* **GIVEN ENTRIES**
═══

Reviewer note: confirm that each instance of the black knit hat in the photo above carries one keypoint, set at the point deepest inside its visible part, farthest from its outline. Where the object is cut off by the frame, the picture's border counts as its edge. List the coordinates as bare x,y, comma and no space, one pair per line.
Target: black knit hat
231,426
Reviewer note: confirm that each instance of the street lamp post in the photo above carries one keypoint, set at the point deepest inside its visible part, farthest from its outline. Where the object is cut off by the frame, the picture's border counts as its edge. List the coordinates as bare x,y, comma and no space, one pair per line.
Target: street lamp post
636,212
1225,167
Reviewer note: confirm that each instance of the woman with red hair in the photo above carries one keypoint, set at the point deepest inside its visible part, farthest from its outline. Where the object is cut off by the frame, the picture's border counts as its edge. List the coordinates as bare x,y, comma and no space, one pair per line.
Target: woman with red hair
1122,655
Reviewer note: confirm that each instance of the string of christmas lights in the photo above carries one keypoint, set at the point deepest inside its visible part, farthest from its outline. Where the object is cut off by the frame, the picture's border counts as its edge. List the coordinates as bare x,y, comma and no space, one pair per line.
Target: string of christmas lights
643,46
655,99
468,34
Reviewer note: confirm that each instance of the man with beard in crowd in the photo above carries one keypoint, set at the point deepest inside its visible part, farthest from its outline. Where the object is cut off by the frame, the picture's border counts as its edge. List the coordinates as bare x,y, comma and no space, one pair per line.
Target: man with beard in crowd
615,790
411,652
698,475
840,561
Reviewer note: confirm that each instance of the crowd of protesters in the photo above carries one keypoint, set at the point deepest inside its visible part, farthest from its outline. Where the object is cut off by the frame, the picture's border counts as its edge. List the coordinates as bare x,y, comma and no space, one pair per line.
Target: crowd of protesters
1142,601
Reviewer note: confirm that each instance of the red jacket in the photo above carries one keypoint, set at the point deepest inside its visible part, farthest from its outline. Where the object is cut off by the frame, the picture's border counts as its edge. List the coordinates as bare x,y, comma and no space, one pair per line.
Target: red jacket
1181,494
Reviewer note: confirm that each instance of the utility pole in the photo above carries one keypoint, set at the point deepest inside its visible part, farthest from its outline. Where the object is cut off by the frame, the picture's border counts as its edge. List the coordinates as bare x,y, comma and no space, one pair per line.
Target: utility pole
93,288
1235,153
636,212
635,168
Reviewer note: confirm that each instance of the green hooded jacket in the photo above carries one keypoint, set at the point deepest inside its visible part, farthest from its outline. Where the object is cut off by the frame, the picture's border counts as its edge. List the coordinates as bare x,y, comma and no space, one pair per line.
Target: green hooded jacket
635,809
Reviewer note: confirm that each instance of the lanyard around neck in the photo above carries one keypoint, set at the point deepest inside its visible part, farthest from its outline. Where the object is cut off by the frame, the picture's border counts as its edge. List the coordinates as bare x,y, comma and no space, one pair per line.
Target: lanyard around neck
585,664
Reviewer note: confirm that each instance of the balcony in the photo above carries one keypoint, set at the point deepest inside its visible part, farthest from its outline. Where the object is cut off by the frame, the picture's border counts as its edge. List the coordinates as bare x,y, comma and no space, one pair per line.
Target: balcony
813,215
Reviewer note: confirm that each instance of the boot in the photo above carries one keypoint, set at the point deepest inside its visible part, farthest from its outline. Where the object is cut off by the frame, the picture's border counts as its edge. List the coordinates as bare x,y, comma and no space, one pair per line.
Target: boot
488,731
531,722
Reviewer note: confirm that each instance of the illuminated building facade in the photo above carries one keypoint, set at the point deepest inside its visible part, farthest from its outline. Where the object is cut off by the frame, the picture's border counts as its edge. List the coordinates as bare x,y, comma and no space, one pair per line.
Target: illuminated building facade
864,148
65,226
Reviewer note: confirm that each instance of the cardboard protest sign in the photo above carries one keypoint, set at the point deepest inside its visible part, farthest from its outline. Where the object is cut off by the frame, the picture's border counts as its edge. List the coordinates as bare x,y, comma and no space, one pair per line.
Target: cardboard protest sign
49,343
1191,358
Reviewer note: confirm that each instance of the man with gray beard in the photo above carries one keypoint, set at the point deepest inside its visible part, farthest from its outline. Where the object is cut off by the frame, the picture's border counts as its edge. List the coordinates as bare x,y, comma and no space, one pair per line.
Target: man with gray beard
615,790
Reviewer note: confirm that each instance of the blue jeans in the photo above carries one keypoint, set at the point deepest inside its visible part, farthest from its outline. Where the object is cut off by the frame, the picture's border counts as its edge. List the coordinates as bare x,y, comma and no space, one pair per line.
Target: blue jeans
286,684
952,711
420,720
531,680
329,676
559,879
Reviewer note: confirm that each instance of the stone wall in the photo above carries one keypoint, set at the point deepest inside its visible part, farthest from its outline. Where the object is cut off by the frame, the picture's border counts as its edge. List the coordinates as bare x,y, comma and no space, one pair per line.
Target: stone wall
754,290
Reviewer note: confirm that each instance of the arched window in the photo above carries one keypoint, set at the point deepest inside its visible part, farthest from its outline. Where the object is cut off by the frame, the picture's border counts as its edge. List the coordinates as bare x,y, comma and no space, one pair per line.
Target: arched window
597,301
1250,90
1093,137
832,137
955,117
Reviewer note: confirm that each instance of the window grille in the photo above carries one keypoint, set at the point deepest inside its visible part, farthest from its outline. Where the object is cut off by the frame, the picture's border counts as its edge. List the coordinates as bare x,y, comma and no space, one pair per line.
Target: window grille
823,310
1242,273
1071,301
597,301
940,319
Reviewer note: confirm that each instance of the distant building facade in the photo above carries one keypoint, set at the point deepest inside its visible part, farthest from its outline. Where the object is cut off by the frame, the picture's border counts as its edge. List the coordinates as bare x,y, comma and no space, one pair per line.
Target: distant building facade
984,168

═══

* **THE PROBLEM**
Copy out every line in the stretch from the line containing "Reviewer note: confirm that each instance of the distant" through the end of the items, each in full, with every keypoint coordinate offset by adding 83 to it.

* **OUTPUT OF THE TASK**
Reviewer note: confirm that each instance of the distant building facade in the photo above carries one keypoint, set at the point deepest inside its visible part, farthest from its outline. Where the object is cut off by the frame, the picture's border counts as its edge. List the coordinates as bare x,y, comma and no space, one pair per line.
Target: distant building facade
1067,251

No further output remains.